- [Exercise aim] Return every line of the items below that contains the string "phrase". Case counts.
BEGIN
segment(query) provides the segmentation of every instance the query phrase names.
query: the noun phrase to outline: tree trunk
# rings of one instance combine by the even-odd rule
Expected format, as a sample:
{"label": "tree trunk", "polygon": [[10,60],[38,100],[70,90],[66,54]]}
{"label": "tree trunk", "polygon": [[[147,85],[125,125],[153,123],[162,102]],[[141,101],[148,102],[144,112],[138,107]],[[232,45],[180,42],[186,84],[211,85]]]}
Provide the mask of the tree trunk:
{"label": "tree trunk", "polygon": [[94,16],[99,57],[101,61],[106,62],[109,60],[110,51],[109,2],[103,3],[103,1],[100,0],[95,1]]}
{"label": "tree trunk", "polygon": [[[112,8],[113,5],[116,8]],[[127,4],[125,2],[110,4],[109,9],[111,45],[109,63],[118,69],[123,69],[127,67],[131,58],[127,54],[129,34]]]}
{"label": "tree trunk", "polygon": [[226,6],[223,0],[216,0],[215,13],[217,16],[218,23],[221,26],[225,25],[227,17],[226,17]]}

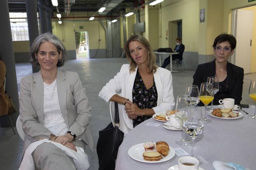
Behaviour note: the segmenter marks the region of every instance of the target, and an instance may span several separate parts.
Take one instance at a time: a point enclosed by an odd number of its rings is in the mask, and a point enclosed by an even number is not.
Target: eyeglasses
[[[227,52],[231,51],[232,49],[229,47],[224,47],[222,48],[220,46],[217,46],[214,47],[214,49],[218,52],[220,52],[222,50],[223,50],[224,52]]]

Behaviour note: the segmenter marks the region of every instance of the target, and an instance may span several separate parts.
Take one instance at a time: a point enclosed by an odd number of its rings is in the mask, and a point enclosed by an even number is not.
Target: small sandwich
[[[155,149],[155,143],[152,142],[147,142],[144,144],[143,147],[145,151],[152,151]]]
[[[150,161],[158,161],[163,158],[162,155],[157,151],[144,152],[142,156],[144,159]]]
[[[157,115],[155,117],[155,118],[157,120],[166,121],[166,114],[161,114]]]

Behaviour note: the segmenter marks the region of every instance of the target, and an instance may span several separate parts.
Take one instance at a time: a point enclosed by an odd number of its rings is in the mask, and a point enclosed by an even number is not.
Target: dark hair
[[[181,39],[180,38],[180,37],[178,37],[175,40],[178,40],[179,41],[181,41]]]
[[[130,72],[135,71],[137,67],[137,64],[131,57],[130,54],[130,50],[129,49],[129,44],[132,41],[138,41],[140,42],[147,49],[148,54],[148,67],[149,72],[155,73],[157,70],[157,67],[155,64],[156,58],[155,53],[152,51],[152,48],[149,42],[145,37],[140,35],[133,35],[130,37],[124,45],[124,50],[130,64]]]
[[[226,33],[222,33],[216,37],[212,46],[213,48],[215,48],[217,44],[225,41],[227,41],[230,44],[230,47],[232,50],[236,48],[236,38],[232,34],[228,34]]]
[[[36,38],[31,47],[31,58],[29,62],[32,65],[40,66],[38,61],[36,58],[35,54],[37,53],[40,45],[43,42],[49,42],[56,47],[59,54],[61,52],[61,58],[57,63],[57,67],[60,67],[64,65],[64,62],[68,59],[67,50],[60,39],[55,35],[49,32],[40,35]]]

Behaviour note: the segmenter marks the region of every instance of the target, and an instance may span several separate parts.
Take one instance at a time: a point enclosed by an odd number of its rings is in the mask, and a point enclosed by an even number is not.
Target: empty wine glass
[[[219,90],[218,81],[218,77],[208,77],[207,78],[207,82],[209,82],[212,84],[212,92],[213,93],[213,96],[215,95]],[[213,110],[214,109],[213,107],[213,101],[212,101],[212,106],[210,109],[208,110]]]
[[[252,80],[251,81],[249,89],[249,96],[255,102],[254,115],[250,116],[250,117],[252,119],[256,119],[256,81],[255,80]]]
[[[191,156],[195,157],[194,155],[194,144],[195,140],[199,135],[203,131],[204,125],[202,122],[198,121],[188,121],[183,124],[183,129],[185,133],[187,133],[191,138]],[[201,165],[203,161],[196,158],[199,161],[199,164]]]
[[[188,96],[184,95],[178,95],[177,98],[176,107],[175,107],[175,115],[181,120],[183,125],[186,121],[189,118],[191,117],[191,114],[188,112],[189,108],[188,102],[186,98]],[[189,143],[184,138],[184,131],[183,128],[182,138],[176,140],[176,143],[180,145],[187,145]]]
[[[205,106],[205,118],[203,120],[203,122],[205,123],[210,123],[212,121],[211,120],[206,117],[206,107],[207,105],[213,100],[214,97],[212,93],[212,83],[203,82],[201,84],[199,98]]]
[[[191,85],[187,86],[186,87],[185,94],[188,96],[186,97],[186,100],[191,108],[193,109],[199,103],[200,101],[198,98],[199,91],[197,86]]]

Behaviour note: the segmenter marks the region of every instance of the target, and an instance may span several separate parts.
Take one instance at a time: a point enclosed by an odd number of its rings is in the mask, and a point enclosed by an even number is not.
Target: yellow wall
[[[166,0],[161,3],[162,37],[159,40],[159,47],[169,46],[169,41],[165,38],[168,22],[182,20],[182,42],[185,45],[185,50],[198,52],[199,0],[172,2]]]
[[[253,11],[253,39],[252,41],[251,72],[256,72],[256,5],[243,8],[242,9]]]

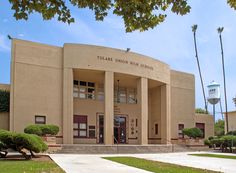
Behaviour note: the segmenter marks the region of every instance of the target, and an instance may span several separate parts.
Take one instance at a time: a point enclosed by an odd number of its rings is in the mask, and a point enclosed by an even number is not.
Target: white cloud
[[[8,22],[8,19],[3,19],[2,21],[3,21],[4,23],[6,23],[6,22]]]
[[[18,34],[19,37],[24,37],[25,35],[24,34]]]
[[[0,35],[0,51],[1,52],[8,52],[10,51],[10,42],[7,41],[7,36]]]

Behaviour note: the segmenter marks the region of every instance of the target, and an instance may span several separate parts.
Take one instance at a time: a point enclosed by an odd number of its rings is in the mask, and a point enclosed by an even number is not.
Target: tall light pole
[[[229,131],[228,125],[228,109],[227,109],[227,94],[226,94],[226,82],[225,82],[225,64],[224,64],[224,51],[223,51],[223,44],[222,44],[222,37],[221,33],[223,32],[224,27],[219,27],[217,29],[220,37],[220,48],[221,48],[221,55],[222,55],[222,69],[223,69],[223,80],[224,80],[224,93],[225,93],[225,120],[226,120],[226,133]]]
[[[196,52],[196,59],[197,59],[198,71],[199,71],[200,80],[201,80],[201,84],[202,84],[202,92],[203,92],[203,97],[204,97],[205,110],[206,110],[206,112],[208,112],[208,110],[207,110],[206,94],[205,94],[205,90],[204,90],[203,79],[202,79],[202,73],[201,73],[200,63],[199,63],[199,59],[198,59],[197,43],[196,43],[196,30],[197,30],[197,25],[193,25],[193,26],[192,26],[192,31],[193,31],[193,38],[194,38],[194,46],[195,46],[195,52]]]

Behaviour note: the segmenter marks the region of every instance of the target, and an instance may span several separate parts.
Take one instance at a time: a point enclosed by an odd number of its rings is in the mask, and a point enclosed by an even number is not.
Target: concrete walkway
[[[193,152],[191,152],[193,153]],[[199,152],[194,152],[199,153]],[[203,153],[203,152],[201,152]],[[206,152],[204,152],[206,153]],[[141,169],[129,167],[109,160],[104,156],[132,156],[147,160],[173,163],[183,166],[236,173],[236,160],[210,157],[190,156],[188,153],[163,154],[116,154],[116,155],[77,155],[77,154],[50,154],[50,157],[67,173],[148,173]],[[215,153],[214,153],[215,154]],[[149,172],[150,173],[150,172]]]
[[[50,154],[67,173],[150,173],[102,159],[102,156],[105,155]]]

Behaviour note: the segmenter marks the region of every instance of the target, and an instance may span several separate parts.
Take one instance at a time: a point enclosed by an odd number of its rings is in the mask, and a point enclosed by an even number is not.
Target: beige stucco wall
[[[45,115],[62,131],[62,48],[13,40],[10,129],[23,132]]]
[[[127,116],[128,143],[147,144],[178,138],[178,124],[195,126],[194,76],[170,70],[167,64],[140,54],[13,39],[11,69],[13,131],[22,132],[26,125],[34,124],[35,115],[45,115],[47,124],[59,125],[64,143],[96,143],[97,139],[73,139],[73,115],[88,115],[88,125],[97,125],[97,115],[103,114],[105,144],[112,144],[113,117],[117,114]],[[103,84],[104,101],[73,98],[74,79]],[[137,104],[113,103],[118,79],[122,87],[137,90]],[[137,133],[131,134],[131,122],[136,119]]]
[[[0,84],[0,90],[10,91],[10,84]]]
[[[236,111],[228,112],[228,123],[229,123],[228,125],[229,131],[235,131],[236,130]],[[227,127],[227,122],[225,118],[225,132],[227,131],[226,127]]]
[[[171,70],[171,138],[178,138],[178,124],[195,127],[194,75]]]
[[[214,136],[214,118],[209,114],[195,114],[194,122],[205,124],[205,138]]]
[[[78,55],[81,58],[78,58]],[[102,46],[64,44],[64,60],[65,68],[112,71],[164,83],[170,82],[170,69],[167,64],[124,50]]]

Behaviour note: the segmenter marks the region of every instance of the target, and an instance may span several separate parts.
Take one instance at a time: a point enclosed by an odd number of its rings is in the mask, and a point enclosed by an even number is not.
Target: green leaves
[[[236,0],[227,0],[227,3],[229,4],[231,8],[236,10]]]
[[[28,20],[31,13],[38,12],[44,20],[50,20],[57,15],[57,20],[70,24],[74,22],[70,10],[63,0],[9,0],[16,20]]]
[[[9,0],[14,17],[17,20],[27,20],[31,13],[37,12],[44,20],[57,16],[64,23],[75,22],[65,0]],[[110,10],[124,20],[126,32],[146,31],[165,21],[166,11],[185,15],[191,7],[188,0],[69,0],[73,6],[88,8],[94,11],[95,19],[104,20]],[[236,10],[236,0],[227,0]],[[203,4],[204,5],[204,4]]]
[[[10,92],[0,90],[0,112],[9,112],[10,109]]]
END
- [Task response]
segment(query) provides the segmentation of every instance the query phrase names.
query: the noun phrase to outline: tree trunk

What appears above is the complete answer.